§ **ABOUT THIS TASK**:
Repeat each record that follows, keeping it identical.

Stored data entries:
- Opening Delimiter -

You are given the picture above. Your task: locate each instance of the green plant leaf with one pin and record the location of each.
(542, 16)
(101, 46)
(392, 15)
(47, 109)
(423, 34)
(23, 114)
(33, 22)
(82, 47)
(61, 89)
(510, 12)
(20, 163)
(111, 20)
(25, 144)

- Closing Delimiter -

§ **OUTPUT OF THE EXERCISE**:
You are given the picture above. Your task: locate each instance of the green plant leaf with one pin and record the location of each.
(542, 16)
(101, 46)
(392, 15)
(47, 109)
(423, 34)
(23, 114)
(33, 22)
(82, 47)
(61, 89)
(510, 12)
(20, 163)
(111, 20)
(25, 144)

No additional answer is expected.